■ DATA TO PROCESS ■
------------------------

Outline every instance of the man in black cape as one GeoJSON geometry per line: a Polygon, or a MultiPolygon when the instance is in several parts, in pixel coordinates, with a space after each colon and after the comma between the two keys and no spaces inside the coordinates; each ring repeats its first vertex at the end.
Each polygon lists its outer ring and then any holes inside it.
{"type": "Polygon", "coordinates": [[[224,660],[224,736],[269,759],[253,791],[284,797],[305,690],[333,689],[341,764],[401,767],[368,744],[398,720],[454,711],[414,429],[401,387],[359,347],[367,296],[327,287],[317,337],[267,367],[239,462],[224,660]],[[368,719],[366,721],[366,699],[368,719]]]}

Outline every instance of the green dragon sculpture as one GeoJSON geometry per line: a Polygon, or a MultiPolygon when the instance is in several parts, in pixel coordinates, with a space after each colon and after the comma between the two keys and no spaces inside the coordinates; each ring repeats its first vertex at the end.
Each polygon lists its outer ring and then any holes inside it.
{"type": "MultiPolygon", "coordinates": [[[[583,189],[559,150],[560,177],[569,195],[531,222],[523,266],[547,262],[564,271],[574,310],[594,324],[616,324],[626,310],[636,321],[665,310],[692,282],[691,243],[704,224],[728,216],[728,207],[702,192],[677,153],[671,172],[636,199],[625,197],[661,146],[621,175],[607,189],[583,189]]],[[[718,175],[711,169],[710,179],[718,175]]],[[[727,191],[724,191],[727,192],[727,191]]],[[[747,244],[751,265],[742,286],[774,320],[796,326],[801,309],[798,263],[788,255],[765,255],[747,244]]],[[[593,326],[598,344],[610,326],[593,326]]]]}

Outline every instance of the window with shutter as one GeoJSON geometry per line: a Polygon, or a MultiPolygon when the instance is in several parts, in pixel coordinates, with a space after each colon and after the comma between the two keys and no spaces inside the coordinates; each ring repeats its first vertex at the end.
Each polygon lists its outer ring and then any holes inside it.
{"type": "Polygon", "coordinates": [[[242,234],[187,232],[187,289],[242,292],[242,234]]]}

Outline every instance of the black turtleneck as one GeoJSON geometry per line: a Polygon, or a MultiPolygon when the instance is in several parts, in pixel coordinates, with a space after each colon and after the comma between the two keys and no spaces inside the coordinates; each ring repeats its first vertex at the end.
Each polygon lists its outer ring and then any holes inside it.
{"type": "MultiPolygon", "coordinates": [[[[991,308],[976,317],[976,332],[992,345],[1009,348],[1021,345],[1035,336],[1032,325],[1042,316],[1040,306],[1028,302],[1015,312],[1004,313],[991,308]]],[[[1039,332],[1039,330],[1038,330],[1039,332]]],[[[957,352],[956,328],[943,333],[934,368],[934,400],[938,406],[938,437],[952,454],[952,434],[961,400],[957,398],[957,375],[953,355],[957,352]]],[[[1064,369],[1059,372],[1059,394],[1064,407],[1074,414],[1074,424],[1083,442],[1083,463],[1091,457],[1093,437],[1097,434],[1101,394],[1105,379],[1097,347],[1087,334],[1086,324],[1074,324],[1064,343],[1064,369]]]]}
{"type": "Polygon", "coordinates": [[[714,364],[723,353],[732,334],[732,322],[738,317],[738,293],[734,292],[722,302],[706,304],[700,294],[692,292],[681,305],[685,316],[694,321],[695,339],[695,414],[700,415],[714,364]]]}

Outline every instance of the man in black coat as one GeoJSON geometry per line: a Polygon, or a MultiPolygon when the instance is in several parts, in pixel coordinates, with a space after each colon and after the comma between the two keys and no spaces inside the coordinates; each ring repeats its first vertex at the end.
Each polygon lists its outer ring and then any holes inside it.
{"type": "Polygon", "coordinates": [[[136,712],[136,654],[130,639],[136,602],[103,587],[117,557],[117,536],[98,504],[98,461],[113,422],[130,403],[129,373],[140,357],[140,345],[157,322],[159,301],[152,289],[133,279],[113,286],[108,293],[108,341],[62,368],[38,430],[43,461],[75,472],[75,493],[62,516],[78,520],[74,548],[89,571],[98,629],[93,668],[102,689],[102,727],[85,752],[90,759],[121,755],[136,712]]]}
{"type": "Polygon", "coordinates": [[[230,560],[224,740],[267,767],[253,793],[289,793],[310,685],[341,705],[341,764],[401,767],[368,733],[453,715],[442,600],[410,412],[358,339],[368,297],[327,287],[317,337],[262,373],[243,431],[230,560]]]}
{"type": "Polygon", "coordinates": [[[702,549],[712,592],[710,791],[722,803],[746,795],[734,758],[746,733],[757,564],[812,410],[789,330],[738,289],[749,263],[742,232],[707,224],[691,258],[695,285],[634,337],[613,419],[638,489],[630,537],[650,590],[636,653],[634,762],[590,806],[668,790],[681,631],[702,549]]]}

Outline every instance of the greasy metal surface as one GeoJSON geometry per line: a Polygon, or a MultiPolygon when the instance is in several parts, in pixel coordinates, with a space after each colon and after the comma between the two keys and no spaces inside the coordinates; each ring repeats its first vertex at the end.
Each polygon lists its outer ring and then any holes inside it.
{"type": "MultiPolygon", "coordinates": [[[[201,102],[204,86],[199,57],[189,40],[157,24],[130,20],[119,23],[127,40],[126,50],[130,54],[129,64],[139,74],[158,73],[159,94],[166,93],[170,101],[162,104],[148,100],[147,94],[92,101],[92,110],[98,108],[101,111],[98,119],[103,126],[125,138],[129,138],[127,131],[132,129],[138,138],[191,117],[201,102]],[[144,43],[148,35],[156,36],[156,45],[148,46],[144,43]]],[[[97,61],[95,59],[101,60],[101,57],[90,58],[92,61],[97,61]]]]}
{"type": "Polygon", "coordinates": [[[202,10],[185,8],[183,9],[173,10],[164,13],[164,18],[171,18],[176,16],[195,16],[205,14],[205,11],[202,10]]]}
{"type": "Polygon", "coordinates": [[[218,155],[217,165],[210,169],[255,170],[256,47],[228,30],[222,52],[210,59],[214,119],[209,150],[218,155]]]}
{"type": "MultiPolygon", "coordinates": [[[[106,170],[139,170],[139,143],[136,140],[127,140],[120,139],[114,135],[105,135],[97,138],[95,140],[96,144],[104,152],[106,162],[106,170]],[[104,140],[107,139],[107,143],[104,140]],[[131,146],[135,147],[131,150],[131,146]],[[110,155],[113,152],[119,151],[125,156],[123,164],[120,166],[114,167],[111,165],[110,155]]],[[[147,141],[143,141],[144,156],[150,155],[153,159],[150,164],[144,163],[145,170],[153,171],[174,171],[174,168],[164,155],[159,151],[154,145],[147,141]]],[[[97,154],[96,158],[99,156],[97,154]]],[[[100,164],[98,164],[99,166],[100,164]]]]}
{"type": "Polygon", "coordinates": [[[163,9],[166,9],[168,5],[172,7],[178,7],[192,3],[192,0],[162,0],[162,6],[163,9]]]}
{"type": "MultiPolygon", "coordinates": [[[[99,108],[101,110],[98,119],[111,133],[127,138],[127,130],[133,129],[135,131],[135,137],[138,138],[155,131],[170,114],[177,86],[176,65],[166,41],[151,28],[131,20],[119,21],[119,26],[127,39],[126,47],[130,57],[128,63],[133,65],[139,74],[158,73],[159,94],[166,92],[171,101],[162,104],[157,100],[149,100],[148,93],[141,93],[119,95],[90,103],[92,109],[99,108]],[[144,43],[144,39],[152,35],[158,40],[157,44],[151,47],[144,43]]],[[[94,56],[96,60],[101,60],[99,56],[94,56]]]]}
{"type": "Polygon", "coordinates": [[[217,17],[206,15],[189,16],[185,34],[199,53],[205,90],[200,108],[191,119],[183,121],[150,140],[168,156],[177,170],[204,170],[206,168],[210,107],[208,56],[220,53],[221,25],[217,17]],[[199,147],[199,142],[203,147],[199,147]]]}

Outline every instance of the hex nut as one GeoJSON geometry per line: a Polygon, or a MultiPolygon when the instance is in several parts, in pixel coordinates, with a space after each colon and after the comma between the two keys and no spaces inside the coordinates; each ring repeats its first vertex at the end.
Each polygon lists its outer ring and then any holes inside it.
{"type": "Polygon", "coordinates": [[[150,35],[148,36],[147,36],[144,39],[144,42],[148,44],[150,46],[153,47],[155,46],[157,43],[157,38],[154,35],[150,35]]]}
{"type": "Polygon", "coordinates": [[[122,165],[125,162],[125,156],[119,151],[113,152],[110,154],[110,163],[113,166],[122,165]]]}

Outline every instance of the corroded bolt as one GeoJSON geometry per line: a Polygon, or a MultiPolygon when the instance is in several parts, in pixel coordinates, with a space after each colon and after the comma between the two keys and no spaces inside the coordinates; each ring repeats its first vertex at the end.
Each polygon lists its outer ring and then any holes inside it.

------------------------

■ TASK STATEMENT ■
Rewrite the records from the line with "Outline every instance of the corroded" to the end of the records, replacing "corroded bolt" with "rusty bolt" and leaving everything else unchanged.

■ RESULT ■
Outline every instance of the rusty bolt as one GeoJSON geometry per line: a Polygon, or a MultiPolygon when the instance is in several parts, in pixel coordinates, with a space after each colon and after the comma between the two keys and no spaces inside the coordinates; each ring repeats its first vertex at the end.
Each polygon lists its outer ring and then any holes inside it.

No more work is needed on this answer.